Given task — Starting at the line with "Where can the man's face" in it, reproduce each line below through the last one, exactly, and include nothing else.

Provided material —
------------------------

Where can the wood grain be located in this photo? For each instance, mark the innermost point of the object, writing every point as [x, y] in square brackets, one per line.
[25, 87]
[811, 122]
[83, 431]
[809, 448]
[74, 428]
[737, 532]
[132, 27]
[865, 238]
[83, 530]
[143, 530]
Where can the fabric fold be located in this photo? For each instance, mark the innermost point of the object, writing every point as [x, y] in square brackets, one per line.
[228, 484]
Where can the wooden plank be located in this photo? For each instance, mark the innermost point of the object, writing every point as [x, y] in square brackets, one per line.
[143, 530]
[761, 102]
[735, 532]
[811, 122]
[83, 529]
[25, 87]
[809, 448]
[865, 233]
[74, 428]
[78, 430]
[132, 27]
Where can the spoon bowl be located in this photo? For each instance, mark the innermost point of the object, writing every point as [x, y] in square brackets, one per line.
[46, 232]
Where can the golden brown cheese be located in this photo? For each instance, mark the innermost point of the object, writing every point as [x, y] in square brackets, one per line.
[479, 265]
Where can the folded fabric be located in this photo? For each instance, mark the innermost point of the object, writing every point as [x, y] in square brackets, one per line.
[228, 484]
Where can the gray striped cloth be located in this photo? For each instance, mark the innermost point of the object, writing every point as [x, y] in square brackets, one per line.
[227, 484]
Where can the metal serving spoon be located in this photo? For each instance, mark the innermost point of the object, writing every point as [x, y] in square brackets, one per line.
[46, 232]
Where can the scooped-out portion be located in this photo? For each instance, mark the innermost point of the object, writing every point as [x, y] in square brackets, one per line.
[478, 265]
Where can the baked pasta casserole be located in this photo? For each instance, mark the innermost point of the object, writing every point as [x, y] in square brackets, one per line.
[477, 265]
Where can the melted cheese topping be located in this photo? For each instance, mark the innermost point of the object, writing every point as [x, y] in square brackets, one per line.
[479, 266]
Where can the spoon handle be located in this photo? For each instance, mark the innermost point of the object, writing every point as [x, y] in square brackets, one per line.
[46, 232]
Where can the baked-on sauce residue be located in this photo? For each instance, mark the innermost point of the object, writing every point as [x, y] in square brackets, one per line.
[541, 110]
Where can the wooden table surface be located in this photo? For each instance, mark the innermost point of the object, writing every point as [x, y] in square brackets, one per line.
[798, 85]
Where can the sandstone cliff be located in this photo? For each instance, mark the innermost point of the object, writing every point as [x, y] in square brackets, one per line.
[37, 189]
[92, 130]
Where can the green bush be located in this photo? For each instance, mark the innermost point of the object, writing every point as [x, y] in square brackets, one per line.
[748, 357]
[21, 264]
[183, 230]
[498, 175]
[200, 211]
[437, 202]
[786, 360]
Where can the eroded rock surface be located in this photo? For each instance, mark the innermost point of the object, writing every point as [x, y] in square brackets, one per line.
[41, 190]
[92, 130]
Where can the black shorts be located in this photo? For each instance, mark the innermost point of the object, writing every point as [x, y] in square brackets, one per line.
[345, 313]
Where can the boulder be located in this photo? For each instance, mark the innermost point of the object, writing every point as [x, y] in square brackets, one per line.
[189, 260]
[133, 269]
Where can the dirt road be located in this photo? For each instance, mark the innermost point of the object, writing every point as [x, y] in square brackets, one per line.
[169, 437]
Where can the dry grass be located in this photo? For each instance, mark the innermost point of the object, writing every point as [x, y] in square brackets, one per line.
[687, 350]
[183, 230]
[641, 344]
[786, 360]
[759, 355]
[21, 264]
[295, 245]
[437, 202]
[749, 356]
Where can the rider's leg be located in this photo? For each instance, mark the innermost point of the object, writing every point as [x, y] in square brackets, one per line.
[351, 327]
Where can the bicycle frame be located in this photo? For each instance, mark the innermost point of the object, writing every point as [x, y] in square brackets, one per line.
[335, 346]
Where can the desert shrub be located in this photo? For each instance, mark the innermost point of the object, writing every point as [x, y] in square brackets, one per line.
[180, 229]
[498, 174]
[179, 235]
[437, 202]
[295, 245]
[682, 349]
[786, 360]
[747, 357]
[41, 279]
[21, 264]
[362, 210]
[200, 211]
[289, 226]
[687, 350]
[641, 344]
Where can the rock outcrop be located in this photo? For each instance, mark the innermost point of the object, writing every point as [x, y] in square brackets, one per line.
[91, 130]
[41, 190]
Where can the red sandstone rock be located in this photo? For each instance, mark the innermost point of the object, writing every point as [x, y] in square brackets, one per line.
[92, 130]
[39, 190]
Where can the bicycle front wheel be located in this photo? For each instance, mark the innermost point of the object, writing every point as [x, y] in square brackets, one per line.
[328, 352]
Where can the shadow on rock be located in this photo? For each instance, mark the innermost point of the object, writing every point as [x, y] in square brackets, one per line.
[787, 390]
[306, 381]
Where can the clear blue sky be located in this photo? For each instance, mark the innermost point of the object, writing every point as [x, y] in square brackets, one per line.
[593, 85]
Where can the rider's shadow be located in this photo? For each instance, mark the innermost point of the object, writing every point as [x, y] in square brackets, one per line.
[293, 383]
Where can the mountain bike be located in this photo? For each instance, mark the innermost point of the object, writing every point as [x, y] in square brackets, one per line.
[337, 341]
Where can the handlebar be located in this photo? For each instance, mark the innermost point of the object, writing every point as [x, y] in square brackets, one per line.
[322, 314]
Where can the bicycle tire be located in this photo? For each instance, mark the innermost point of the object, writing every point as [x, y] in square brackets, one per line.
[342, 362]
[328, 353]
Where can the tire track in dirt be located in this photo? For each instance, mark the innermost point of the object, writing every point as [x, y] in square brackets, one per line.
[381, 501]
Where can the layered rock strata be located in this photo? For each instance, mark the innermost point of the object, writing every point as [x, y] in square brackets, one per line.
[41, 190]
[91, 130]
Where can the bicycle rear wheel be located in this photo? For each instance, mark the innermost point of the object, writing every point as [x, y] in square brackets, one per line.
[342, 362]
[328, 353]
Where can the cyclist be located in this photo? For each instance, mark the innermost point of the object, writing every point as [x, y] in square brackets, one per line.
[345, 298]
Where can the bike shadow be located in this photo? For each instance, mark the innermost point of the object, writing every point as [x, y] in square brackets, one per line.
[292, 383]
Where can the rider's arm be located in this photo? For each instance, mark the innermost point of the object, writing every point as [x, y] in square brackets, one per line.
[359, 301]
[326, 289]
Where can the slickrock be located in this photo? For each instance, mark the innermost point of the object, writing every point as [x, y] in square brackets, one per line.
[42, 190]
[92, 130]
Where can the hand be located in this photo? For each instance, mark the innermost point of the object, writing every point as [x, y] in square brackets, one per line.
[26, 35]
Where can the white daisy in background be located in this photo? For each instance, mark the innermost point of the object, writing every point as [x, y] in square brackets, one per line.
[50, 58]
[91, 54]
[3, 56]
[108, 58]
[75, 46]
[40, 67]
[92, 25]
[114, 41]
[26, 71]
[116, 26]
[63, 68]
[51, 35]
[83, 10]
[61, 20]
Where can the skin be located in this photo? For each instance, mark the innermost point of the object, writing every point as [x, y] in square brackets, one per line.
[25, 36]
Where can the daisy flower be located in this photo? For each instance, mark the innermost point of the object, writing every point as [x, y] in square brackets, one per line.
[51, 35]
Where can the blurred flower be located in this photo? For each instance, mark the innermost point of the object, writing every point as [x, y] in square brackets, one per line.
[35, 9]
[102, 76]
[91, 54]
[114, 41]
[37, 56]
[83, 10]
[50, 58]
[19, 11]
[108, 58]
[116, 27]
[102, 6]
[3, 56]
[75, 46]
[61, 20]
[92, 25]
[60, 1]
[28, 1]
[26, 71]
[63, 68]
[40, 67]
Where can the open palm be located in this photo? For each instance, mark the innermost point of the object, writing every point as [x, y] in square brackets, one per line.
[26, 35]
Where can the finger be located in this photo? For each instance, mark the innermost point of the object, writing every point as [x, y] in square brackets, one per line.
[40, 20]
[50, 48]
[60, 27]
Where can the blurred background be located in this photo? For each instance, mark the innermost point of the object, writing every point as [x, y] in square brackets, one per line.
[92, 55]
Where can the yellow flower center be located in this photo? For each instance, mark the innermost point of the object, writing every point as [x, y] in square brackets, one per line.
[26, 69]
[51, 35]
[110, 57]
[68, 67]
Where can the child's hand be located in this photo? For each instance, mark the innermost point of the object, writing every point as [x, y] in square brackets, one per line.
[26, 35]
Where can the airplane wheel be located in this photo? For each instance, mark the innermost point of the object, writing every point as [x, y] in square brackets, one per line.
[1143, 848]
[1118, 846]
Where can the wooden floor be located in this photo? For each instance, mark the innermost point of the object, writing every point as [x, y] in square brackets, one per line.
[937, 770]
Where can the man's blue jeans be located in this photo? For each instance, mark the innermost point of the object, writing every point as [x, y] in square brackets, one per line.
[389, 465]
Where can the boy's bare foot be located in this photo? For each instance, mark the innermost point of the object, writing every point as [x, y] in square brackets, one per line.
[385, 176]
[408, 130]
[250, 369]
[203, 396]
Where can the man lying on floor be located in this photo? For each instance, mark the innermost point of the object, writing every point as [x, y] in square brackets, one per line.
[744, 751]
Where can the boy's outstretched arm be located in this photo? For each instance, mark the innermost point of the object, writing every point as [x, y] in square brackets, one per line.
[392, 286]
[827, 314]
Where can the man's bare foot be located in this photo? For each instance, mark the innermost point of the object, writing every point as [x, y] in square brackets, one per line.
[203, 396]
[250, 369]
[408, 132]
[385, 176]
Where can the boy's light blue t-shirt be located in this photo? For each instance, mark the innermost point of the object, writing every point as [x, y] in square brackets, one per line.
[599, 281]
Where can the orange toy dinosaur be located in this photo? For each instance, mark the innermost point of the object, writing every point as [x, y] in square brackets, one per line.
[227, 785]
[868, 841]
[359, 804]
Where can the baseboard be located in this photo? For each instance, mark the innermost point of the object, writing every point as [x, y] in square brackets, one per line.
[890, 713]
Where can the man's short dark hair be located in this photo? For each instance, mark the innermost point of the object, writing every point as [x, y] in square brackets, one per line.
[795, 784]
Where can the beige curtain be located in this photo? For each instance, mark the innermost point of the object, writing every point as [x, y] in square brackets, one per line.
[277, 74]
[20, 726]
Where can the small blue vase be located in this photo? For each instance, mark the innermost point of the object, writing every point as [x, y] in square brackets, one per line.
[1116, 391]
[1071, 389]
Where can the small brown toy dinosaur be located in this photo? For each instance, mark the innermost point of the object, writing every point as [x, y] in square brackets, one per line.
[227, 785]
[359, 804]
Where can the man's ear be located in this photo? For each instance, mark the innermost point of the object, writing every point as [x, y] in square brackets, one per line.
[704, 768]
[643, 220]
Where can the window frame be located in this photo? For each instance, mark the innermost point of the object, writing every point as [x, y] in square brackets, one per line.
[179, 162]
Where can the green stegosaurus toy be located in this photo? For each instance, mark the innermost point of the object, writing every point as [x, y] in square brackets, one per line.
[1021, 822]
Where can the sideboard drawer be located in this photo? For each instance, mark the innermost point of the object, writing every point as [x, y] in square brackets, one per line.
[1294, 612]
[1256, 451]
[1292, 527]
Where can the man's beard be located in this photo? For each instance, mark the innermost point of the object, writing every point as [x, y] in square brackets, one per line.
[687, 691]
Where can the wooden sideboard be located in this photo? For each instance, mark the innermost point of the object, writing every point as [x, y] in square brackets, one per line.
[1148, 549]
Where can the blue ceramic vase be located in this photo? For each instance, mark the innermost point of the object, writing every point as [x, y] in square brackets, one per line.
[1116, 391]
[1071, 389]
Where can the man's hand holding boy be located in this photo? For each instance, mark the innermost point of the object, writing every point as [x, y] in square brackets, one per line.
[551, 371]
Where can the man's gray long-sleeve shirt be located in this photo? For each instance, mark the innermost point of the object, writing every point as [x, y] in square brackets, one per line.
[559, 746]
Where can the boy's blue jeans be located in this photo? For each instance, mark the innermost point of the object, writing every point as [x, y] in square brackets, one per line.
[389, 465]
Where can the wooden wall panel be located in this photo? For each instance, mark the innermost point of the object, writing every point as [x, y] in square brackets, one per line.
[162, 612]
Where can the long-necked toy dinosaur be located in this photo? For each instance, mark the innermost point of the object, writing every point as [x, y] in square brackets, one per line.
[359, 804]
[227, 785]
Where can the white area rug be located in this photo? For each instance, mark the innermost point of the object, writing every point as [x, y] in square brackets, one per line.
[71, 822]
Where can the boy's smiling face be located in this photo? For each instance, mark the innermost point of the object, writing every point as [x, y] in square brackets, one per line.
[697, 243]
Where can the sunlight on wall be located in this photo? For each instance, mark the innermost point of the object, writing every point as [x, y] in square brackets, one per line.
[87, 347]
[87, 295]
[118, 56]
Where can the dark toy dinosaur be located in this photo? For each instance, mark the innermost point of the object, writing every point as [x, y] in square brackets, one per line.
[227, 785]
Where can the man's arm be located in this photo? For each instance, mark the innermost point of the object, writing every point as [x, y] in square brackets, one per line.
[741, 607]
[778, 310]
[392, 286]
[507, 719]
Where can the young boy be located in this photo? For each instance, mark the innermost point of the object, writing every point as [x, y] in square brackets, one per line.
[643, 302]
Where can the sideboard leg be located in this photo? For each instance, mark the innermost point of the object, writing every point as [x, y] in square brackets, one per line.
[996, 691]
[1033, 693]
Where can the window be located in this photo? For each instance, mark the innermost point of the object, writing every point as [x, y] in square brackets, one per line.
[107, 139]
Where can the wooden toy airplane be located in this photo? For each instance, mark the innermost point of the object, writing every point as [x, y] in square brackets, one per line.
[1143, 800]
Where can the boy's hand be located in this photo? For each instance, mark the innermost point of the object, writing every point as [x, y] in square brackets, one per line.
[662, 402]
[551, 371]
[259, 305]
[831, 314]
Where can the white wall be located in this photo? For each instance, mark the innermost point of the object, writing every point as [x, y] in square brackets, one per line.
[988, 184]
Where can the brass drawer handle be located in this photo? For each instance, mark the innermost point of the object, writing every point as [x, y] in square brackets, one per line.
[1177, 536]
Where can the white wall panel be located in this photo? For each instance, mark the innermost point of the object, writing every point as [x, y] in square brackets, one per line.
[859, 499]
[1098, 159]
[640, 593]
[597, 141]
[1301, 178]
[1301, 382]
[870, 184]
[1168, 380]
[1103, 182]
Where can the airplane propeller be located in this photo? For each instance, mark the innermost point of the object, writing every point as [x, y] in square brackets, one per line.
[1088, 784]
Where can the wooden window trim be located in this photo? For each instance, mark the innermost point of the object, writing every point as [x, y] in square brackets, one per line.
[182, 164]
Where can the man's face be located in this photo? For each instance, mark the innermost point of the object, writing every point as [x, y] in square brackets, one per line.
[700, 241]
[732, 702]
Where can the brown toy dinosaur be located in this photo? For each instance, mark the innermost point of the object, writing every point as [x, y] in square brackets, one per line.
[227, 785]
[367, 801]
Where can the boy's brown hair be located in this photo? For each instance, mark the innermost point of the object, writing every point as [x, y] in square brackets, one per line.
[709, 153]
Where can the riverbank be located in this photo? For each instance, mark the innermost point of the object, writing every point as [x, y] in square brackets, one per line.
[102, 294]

------------------------

Result for this task —
Where can the man's face be located in this photo? For each instance, mark the innermost point of the object, writing every point as [x, y] in square brackets, one per line.
[700, 241]
[732, 702]
Where can the brown toy dinosaur be located in this photo? For each instance, mark the innermost point of the object, writing every point as [x, y] in square brackets, one per line.
[227, 785]
[367, 801]
Where can the boy's brown hair be located in this photo? For each instance, mark the innermost point of the object, writing every point as [x, y] in square brackets, one per line.
[709, 153]
Where can the riverbank be located in this photo? For each instance, mark the innermost point of the object, writing every point as [x, y] in square brackets, one per line.
[102, 294]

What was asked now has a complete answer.